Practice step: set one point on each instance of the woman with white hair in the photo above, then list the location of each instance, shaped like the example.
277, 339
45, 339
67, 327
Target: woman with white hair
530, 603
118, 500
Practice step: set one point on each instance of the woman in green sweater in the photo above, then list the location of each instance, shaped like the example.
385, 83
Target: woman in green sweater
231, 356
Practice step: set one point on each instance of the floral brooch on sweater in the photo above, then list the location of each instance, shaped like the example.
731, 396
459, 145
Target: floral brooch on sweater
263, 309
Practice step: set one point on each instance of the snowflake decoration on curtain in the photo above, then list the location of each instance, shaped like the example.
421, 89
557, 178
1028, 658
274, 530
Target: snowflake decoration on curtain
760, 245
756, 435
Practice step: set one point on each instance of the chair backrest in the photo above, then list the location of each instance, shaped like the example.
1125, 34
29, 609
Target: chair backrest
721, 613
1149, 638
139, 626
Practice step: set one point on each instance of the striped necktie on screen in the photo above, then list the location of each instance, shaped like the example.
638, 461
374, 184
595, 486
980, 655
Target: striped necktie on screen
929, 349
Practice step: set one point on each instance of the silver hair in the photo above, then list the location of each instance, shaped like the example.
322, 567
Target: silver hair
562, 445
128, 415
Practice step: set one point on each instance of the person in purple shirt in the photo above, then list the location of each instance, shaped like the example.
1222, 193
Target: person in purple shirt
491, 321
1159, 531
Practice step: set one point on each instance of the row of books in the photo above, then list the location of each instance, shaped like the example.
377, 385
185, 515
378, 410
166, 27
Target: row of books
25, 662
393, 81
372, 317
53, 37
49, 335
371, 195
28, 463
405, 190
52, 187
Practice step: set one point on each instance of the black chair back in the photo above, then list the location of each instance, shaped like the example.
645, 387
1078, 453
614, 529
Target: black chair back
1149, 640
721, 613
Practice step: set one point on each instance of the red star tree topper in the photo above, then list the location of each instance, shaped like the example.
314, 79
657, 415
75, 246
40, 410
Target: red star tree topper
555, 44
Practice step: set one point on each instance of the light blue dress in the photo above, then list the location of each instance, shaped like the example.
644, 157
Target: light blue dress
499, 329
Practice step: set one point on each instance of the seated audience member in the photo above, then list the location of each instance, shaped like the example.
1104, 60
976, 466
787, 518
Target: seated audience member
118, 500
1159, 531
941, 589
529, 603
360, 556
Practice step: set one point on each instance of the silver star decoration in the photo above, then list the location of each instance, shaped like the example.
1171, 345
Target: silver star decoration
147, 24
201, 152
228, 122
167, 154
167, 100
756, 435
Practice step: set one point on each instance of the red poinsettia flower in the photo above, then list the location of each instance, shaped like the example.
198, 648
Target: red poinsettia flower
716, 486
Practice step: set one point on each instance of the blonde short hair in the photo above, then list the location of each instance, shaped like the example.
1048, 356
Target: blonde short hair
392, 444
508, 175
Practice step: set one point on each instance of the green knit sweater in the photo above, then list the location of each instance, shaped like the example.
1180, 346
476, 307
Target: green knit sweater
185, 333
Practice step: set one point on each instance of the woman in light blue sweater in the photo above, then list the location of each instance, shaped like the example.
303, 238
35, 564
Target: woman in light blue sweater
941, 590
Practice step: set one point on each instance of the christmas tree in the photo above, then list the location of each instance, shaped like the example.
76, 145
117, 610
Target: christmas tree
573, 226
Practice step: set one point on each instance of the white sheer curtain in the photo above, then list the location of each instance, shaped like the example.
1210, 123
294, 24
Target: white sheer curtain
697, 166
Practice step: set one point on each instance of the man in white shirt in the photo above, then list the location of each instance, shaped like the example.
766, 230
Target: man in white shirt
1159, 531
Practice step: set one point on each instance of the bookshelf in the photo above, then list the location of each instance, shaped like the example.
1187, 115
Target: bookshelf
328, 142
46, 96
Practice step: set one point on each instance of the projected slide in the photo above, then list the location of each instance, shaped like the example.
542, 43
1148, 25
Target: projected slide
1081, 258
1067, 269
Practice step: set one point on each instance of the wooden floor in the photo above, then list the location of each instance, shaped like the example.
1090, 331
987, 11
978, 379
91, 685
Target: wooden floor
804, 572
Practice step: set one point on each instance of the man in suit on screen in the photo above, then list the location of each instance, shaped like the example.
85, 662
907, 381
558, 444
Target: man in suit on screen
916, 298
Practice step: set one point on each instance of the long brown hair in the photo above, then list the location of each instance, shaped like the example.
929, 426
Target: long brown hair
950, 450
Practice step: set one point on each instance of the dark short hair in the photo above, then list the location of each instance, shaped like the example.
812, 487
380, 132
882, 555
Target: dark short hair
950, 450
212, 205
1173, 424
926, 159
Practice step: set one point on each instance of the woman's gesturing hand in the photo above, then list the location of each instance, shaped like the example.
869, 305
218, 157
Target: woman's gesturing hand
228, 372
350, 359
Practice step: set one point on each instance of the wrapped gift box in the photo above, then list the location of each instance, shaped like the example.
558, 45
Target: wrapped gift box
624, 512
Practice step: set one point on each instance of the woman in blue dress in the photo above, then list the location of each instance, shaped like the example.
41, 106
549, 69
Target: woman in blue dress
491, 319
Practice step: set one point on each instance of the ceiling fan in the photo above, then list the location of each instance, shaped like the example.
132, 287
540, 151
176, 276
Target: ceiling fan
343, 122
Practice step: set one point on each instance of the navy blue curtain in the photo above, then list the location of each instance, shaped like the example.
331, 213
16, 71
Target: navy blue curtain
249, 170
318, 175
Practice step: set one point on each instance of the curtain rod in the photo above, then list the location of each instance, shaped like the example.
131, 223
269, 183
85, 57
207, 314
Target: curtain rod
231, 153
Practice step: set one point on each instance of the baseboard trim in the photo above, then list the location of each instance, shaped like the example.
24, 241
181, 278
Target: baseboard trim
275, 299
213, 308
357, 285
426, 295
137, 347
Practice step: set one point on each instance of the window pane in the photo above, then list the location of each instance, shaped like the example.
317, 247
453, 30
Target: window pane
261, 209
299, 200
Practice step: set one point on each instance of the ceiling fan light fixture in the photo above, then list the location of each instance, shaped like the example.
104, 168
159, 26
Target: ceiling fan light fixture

____________

Set out the complete listing exactly as shown.

Practice step: set one point on each instance of the woman with white hair in the photo above, then list the location of each instance, shaped like the example.
277, 339
45, 339
67, 327
Target: woman with white hair
530, 603
118, 500
Practice step: set one point on each instance of the woman in green sweater in the photo above, then list the location of each instance, shaped like the example.
385, 83
Target: woman in green sweater
231, 356
Practice step: set one point on each instance of the floral brooch on sweater in the photo above, then list the location of each instance, shaped like the example.
731, 396
459, 145
Target: floral brooch on sweater
263, 309
Practice step: set one point on each instance of the snowflake decoration on curtain in the photo above, then list the location of each instance, shaped like the example.
421, 89
557, 178
1028, 658
274, 530
Target: snowflake decoration on curtain
760, 245
756, 435
Practice step: set one point on each instance of the chair backrest in the photo above, then list the location of each instance, shaped like the example.
1125, 34
29, 609
Target: chair backrest
721, 613
1149, 638
139, 626
Practice step: set one point on each instance of the striped necktie on screen in the photo above, then list the location of each instance, shaped like the example.
638, 461
374, 184
595, 486
980, 655
Target: striped necktie on screen
929, 349
Practice step: set one point on each instance of the silver hair in the photo above, then list the location of each instance, shaped like the example.
322, 567
Target: silver hair
562, 445
128, 415
Practice step: set one point on each instance of the person in purple shirt in the photo above, then list the location of each instance, shaped like the example.
1222, 193
Target: person in purple shirt
491, 321
1159, 531
Practice step: set one point on each instance of the row of books in the photo above, then list the location of each instance, shaped like the example.
377, 385
185, 515
378, 410
166, 27
Target: row of books
25, 662
393, 81
372, 317
53, 37
49, 335
371, 195
28, 463
405, 190
52, 187
Practice step: set one point on each instance of the black chair back in the photo above, then list the location of each instance, shaped like the example.
645, 387
1078, 453
614, 529
Target: black chair back
1149, 640
721, 613
Practice step: set one point on each instance of the red star tree topper in the photo above, then list the location of each instance, shaped like the example.
314, 79
657, 415
75, 246
40, 410
Target: red star tree topper
555, 44
Practice step: set one point on each instance of the light blue dress in the photo above, then list the location of each instance, shaped like the example.
644, 157
Target: light blue dress
499, 329
Practice step: set one point on each instance of the seated audience member in the photo above, then list the location of each instance, shaped like the example.
1104, 60
976, 466
787, 518
Target: seated audience member
118, 500
1159, 531
941, 589
529, 603
360, 556
Practice step: set one point on each instance of the silver star decoration in the photo above, then list the location of each instance, shaped like the example.
1171, 345
Target: silver star decoration
147, 24
201, 152
228, 122
167, 154
167, 100
756, 435
Practice step: set one point on each instance of the red poinsettia flower in the photo above, then list the location of each instance, shaped like the example.
198, 648
Target: red poinsettia flower
716, 486
Practice step: set one point on each instance of the blonde short hair in the photo above, then list the location of each instance, shaped like the example.
1048, 356
Target: blonde short hair
392, 444
508, 175
Practice step: set one point on each instance of the green knit sweater in the photo above, then list the location of each instance, shaped like the example.
1180, 346
476, 307
Target: green knit sweater
185, 333
Practice step: set one point on each instance of the woman in light blue sweater in the photo above, then list the location of each instance, shaped like the example.
303, 238
35, 564
Target: woman in light blue sweater
941, 590
Practice step: set one point on each instance of the christmas tree in the photo above, then list the location of each instance, shaped like the example.
76, 145
117, 610
Target: christmas tree
573, 226
Practice step: set one point on each instance of the white sheer curtain in the photo above, then list the location of each instance, shaped like the example.
1210, 123
294, 24
Target: white sheer curtain
697, 166
Practice step: set one point on each instance of the man in white shirt in the photo above, then list the location of each instance, shaped like the example.
766, 230
Target: man in white shirt
1159, 531
Practice step: set one point on each instance of the bookshelf in the photo above, then list the location of each instance, shaped like the example.
1187, 115
Target: bookshelf
328, 142
46, 96
Practice step: set one point on each instance of the projected slide in the photo above, then list the location of each instance, shaped like the example.
542, 43
1148, 25
Target: projected slide
1081, 258
1067, 269
Practice step: set one point on each instance of the wooden floor in the photo above, then list the location of each instance, shaped like the example.
1090, 331
987, 11
978, 379
91, 685
Target: wooden floor
804, 572
Practice step: set one point on each instance of the man in suit on screen in the photo above, then list the location of each instance, shaped like the example.
85, 662
907, 381
558, 444
Target: man in suit on screen
916, 298
Practice step: set one point on each instance of the long brown hair in the photo above, then list the location of each instance, shaped like the example.
929, 426
Target: long brown hair
950, 450
Practice step: set one point on each instance of the dark short hair in the photo above, then list the location of each instance, shaped like the example.
812, 487
380, 132
882, 555
Target: dark short hair
950, 450
212, 205
1173, 424
926, 159
Practice step: set one point on each instance of the woman's gesturing hand in the photo above, then list the location of each instance, shaped like the example.
869, 305
218, 157
Target: woman's gesturing hand
228, 372
350, 359
Practice step: set one point on each instance of the wrapped gift box in the photo above, then list the location of each instance, shaped like the example.
558, 45
Target: wrapped gift box
624, 512
Practice step: set one point on each instance of the woman in blue dress in the photo above, then list the location of each instance, shaped like the example.
41, 106
549, 69
Target: woman in blue dress
491, 319
Practice step: set one point on each instance of the ceiling fan in the photo above, then list the location of each instance, shaped like the example.
132, 287
540, 151
176, 276
Target: ceiling fan
343, 122
Practice step: set one point on each instance of the navy blue curtain in the photo above, then list the location of each instance, shaped like the example.
331, 213
16, 71
Target: navy blue curtain
249, 170
318, 175
Practice step: set one point on each instance of the curtain rod in the photo above, then list the location of each instance, shaped like the example.
131, 223
269, 183
85, 57
207, 314
Target: curtain rod
231, 153
Practice step: set one point on each instance of the baseboard trim in the photo above, then list the location of each instance, shaped like the example.
24, 241
181, 278
Target: baseboard trim
275, 299
213, 308
357, 285
426, 295
137, 347
Practice step: set one point on each instance of the window pane in the photo above, then list the location of each instance, shaped like the example.
317, 247
453, 30
Target: window pane
261, 209
299, 200
Practice step: set one point on each instance of the ceiling fan light fixture in the photo above, then list the location of each instance, shaped like the example.
104, 168
159, 26
Target: ceiling fan light fixture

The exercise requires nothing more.